Pull out each line of the records holding the string "turquoise".

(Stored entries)

————

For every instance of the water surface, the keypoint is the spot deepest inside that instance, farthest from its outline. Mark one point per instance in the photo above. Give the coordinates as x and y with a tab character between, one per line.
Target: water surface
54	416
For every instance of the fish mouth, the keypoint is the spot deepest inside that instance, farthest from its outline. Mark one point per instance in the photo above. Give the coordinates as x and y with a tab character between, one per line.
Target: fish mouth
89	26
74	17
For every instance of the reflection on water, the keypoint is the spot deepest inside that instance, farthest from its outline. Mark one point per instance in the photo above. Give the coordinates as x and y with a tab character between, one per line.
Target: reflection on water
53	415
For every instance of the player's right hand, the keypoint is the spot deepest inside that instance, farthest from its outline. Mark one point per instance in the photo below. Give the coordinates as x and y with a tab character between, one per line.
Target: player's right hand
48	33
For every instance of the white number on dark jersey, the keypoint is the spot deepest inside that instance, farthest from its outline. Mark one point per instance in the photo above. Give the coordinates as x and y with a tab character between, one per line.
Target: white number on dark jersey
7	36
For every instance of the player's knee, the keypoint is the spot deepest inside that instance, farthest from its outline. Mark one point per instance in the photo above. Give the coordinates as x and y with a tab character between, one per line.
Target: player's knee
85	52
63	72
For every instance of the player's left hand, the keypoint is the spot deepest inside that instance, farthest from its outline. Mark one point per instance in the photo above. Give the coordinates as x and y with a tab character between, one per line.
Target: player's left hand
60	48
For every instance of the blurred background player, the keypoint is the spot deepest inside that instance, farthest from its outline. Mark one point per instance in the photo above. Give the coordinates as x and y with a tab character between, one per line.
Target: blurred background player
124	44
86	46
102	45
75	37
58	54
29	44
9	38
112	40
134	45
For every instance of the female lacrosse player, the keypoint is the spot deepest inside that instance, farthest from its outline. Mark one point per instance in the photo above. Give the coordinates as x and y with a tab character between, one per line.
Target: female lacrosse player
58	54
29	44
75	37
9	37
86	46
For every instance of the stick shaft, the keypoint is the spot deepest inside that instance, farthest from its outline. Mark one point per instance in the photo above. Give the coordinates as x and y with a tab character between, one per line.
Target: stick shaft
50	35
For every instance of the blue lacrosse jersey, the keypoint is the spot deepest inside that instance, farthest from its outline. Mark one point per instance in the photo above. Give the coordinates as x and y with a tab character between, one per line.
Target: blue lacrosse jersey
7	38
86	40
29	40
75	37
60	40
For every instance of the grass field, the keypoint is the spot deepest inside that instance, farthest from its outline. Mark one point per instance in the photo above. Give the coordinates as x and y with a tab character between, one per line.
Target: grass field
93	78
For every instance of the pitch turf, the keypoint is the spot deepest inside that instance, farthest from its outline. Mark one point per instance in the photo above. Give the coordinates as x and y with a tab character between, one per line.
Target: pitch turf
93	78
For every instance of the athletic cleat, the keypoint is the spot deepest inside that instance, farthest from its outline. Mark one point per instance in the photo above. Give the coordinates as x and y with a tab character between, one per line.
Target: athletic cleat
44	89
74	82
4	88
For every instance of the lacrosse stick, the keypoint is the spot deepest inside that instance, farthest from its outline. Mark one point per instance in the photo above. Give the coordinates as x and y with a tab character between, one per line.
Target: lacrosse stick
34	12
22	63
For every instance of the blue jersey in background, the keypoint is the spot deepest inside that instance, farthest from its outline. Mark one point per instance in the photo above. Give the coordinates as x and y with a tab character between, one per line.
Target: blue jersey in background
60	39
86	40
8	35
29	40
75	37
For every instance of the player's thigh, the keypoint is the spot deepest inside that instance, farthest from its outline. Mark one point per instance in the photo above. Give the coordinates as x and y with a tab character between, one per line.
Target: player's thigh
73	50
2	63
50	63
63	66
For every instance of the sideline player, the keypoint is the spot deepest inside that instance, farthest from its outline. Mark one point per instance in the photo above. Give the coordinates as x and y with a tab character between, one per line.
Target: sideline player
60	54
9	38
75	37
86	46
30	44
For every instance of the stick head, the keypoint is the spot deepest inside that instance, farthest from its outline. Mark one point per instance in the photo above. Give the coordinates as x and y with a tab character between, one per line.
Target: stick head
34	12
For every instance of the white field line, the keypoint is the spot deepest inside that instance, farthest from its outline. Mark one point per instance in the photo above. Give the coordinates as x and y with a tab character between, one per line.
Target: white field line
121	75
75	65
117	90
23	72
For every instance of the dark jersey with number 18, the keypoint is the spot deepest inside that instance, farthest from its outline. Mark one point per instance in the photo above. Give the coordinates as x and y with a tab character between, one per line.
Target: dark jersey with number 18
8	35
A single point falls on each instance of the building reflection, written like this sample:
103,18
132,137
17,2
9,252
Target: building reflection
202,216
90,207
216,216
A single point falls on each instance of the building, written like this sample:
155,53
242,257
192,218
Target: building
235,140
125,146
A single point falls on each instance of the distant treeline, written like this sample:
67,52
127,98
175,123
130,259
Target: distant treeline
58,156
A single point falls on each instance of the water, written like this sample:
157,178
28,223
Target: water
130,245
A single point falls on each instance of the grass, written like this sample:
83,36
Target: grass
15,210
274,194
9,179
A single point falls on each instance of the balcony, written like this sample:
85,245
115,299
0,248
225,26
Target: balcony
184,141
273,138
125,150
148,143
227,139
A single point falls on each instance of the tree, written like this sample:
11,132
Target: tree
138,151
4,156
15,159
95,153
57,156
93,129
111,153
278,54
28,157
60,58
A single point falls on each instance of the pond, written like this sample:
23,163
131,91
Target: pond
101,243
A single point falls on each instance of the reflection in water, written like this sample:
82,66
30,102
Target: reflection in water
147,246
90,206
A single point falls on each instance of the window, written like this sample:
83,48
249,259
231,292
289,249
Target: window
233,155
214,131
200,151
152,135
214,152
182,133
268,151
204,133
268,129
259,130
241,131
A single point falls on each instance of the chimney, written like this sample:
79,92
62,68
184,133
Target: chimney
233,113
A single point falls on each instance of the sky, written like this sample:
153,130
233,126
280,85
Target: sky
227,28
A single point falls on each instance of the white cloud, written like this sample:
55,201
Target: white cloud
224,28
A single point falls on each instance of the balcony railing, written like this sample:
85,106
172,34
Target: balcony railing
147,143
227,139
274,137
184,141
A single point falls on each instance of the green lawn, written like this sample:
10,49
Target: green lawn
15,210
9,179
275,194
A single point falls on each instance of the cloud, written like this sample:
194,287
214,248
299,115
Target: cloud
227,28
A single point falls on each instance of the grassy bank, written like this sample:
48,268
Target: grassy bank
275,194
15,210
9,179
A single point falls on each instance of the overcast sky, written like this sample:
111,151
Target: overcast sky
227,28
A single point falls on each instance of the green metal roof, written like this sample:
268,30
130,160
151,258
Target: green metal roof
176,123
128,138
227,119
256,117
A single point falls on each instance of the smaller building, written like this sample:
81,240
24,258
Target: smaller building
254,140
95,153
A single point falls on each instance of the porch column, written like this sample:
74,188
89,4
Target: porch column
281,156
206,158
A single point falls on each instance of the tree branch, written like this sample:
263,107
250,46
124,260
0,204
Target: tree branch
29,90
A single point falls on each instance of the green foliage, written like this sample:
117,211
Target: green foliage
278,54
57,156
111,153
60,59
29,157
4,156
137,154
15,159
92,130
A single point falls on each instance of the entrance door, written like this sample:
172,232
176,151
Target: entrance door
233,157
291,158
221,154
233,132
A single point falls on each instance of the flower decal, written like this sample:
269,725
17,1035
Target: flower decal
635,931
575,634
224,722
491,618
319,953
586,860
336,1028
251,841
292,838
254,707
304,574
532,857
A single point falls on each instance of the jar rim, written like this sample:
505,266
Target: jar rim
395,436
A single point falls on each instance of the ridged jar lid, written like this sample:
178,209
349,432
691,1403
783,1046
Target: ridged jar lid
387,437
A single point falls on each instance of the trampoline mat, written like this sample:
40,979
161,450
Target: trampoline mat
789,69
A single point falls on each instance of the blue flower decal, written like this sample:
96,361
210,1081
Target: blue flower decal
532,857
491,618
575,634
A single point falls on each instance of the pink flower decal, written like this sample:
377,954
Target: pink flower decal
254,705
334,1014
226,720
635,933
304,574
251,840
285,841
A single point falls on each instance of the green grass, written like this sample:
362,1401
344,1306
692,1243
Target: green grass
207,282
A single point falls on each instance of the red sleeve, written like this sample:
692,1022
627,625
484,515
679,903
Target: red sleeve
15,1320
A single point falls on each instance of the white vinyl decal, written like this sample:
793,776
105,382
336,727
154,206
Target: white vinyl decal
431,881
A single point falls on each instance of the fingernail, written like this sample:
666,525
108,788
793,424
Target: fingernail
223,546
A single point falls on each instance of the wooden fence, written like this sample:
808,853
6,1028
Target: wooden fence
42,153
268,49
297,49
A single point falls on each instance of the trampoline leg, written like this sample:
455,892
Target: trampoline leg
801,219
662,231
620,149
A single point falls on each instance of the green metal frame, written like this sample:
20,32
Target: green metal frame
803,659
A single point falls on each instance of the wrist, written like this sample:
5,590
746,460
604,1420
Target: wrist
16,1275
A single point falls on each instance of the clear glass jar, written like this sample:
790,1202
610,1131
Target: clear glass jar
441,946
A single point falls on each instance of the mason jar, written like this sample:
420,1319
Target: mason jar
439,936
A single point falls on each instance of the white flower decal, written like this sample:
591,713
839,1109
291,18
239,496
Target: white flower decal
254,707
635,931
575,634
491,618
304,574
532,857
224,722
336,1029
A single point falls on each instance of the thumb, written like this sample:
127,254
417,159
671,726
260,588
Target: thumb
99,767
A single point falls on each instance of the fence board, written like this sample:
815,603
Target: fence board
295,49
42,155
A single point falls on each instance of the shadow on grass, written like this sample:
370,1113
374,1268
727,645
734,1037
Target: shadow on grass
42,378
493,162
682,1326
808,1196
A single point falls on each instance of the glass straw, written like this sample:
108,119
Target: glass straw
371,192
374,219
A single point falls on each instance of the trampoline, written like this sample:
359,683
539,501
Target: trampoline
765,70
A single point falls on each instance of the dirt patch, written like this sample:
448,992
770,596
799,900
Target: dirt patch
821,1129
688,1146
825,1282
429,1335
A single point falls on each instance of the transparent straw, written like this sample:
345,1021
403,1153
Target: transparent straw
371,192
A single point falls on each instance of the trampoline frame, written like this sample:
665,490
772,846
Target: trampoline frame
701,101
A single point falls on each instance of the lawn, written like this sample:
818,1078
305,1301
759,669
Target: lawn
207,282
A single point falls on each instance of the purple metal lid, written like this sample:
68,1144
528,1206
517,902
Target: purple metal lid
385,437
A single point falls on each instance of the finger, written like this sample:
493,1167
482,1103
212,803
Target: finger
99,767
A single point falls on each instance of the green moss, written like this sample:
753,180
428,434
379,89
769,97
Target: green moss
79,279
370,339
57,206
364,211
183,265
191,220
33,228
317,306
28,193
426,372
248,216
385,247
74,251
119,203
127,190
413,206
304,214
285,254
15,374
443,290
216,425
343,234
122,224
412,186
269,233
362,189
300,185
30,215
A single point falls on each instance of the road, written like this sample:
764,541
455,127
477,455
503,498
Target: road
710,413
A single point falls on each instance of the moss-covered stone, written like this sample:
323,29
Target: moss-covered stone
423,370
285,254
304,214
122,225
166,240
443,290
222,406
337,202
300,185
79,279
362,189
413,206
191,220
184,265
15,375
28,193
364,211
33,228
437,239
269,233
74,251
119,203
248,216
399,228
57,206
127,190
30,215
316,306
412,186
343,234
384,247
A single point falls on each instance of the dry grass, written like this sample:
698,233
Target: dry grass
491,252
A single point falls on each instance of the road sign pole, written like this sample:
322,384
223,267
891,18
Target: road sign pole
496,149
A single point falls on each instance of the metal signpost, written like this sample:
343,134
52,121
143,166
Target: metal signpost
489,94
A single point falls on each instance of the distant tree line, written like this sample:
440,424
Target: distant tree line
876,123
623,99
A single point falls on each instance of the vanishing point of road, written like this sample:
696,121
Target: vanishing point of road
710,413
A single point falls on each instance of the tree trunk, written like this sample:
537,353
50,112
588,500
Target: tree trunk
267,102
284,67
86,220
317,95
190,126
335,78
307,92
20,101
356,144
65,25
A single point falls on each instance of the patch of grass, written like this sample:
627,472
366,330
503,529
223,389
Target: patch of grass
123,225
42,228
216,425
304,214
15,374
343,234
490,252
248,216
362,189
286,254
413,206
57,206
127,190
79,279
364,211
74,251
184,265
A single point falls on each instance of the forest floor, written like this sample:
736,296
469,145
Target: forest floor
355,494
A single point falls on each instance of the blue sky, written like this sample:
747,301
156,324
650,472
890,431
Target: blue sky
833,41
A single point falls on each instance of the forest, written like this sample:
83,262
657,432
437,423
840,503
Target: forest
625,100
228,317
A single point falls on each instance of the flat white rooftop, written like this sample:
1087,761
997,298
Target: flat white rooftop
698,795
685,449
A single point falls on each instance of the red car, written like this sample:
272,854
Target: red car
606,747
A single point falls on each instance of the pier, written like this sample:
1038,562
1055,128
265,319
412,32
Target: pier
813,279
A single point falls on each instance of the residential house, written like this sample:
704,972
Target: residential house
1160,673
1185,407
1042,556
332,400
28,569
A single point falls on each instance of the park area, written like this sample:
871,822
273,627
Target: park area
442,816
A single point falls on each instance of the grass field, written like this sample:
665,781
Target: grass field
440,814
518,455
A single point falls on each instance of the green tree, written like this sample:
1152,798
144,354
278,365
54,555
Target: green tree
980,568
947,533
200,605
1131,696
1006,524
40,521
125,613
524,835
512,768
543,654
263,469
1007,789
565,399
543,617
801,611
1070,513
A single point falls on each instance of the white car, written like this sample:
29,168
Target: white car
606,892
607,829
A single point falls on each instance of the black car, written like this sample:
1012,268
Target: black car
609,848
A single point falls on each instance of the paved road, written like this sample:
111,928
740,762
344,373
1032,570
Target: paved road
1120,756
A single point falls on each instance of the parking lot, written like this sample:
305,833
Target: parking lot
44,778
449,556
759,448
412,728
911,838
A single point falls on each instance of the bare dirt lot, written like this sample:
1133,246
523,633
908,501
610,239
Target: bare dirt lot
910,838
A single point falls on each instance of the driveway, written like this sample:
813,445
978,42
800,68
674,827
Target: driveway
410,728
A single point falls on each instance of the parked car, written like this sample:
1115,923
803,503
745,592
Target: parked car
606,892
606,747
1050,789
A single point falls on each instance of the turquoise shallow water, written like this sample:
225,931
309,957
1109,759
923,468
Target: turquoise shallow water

————

* _Problem solution_
A single point falls on each instance of the turquoise shallow water, written like this sample:
Target: turquoise shallow water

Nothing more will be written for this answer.